Records from a point annotation dataset -
+ + + + +
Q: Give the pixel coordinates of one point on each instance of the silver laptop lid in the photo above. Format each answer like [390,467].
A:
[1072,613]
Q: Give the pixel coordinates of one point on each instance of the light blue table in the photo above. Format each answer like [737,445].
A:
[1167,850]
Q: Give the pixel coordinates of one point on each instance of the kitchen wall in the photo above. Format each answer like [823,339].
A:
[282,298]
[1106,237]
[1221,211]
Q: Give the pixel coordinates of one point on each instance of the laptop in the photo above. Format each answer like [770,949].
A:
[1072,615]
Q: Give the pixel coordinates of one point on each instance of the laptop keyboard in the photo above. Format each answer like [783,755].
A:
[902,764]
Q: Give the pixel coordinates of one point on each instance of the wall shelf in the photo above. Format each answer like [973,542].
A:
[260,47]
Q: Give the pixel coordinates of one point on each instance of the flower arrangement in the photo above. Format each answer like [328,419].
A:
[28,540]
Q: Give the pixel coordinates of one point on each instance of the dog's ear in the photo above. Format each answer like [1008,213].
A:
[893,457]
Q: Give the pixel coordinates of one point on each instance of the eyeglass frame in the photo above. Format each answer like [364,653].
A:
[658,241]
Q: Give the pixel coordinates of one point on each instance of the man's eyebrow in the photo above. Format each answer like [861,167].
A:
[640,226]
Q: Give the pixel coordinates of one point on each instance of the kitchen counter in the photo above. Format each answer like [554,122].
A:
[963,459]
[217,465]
+ + + + +
GIVEN INSTRUCTION - Return every line of the listing above verbatim, from the first line to the last, with no alteration.

TASK OUTPUT -
Q: Give the pixel coordinates of one point on each instance of the silver laptop lid in the photo above. Format each answer like [390,467].
A:
[1072,613]
Q: Give the pixel coordinates of one point on each instance of the light blue table in the photo above. Format each answer like [737,445].
A:
[1167,850]
Q: Give the pixel coordinates of one point on each instance of the kitchen wall in the photo above. Format each answer like [823,339].
A:
[282,298]
[1106,237]
[1221,211]
Q: Give the pixel coordinates of one point on each instance of the laptop in the photo above. Format each answer like [770,949].
A:
[1072,615]
Q: Give the pixel coordinates of one point on each instance of the laptop keyboard in the photo above. Format each answer like [783,755].
A:
[902,764]
Q: Give the pixel coordinates of one point on each instance of the wall shelf in the photo above. Format each answer like [973,542].
A:
[260,47]
Q: Give the pixel coordinates of one point on each instance of the flower arrangement in the photo above. Format each answer like [328,419].
A:
[28,540]
Q: Give the pixel coordinates of one point on each instance of the dog's ear in the photo above. Format each answer like [1008,213].
A:
[893,457]
Q: Give the pixel coordinates of one point on each instance of the eyeglass frame in the photo above. Format each answer like [364,653].
A:
[658,241]
Q: Give the pixel coordinates of one point on each instance of the man's eyebrow in the photo above. Format each answer like [861,167].
A:
[640,226]
Q: Give the pixel coordinates of one point on each instance of the kitchen counter in the photo above. Format each answer like [554,122].
A:
[963,459]
[217,465]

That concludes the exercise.